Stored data
########

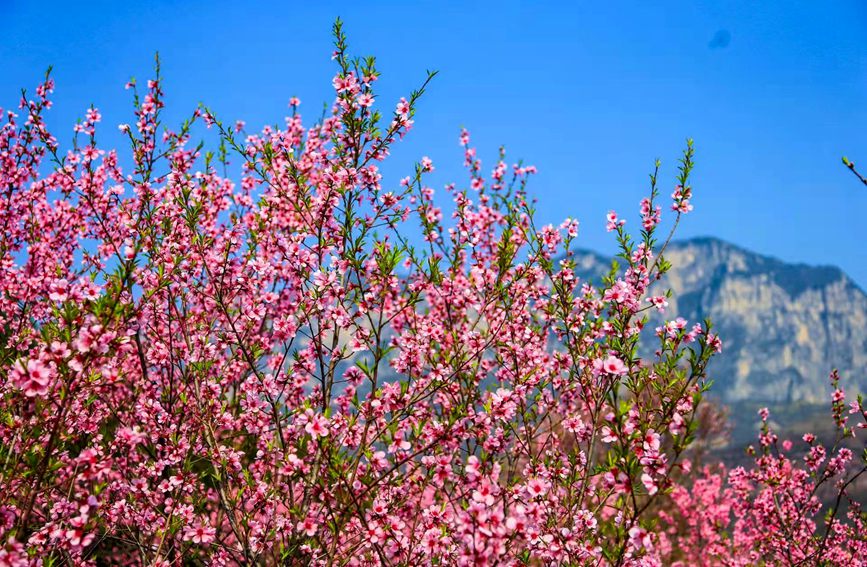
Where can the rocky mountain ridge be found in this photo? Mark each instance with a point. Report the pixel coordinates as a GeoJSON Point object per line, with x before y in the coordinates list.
{"type": "Point", "coordinates": [784, 326]}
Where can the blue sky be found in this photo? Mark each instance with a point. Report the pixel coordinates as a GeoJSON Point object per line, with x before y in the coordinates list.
{"type": "Point", "coordinates": [590, 92]}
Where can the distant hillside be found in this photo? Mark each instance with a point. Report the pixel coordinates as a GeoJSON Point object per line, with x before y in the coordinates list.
{"type": "Point", "coordinates": [784, 326]}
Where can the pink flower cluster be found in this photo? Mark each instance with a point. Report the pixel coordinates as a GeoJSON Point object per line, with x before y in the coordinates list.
{"type": "Point", "coordinates": [240, 357]}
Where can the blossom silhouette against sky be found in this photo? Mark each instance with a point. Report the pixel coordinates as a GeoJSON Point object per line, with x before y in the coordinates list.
{"type": "Point", "coordinates": [591, 94]}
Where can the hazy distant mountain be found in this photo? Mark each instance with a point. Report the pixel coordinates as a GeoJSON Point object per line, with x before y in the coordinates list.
{"type": "Point", "coordinates": [784, 326]}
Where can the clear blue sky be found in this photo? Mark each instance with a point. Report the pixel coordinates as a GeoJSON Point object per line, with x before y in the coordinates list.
{"type": "Point", "coordinates": [590, 92]}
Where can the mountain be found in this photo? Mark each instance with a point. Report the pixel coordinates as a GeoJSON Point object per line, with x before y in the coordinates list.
{"type": "Point", "coordinates": [784, 326]}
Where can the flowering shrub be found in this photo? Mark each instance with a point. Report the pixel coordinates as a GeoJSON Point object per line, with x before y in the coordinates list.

########

Print the line containing "Where can the blue" and every line after it to the end of the records above, exactly as written, and nothing else.

Where can the blue sky be found in this photo? Mark each instance with a point. Report the pixel coordinates as a GeoJSON Point object per line, with x before y in the coordinates list.
{"type": "Point", "coordinates": [590, 92]}
Where can the distant hillside be found in this photo? Mark each instance with a point. Report the pixel coordinates as a GeoJSON Point object per line, with x before y in the coordinates list.
{"type": "Point", "coordinates": [784, 326]}
Where can the pink flower cluster be found in this photo? Mark each instance with a point. Report the pixel coordinates as a GeoJSON Point object per line, with x before y in the coordinates list.
{"type": "Point", "coordinates": [240, 357]}
Where can the blossom silhouette against sky be found in this photo? Mark each instance with a point. Report the pixel coordinates as a GeoJSON Point object per line, with x before y in the coordinates list.
{"type": "Point", "coordinates": [591, 94]}
Where can the hazy distant mountain be found in this photo? Mark each instance with a point. Report the pixel coordinates as a GeoJSON Point object per line, with x before y in the coordinates list.
{"type": "Point", "coordinates": [784, 326]}
Where can the clear blue sky be found in this photo? Mark each instance with a point. Report the pixel coordinates as a GeoJSON Point object per line, with x before y in the coordinates list.
{"type": "Point", "coordinates": [590, 92]}
Where can the mountain be found in this photo? Mark each instance with a point. Report the pixel coordinates as a GeoJSON Point object per line, with x before y in the coordinates list.
{"type": "Point", "coordinates": [784, 326]}
Where can the flowering shrub be found in this photo? Mark each instance with a point. Report the pixel coordinates as a GeoJSON Point object per line, with x before y in the coordinates list.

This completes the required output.